エイチームはインターネットを軸にさまざまな事業を展開している総合IT企業です。現在、エイチームの事業には大きく分けて3つの領域があります。1つ目は「ライフスタイルサポート事業」です。
結婚や引越しなど、人生のイベントや日常をより豊かに、より便利にするサービスを提供しています。例えば、「引越し侍」という、引越し会社から一括で見積もりがとれるサイトや、結婚式場探しができる「ハナユメ」、最近ではエンジニア向けの技術情報共有サービスである「Qiita」というプラットフォームサービスも展開しています。
2つ目がエンターテインメント事業です。人と人とのつながりをテーマに、世界中の人々に向けてスマートフォン向けのゲームやツールなどのアプリケーションを提供しています。現在、エイチームのゲームは世界155カ国に向けて配信されています。

§ **元データ**
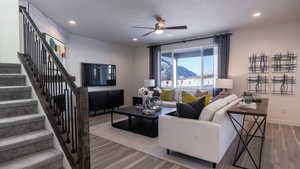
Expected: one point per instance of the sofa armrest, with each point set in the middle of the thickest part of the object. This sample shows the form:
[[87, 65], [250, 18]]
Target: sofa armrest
[[193, 137]]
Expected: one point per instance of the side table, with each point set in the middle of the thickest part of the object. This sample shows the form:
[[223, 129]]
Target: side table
[[247, 133]]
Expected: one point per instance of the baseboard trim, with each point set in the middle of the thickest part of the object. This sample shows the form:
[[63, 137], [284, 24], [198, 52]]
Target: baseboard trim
[[284, 122]]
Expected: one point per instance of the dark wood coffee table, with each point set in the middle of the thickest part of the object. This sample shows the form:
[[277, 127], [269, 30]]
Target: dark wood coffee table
[[247, 133], [138, 122]]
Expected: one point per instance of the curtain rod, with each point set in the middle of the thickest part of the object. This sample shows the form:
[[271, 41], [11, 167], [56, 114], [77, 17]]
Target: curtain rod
[[190, 40]]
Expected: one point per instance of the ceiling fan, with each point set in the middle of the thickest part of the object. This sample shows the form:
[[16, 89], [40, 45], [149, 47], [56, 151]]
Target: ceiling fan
[[159, 27]]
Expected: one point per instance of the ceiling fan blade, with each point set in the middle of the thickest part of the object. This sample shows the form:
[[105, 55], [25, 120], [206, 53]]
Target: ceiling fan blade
[[143, 27], [148, 33], [176, 27]]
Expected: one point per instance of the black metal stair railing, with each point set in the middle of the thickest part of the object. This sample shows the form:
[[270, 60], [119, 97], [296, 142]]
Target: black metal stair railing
[[65, 104]]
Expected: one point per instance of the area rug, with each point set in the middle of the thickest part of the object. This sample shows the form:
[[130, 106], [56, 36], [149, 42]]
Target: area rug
[[147, 145]]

§ **作業指示**
上の本文から、「結婚や引越しなど、人生のイベ」という語句を含むところで始まり「国に向けて配信されています。」で終わる部分を、一字も変えずに書き写してください。

§ **出力結果**
結婚や引越しなど、人生のイベントや日常をより豊かに、より便利にするサービスを提供しています。例えば、「引越し侍」という、引越し会社から一括で見積もりがとれるサイトや、結婚式場探しができる「ハナユメ」、最近ではエンジニア向けの技術情報共有サービスである「Qiita」というプラットフォームサービスも展開しています。
2つ目がエンターテインメント事業です。人と人とのつながりをテーマに、世界中の人々に向けてスマートフォン向けのゲームやツールなどのアプリケーションを提供しています。現在、エイチームのゲームは世界155カ国に向けて配信されています。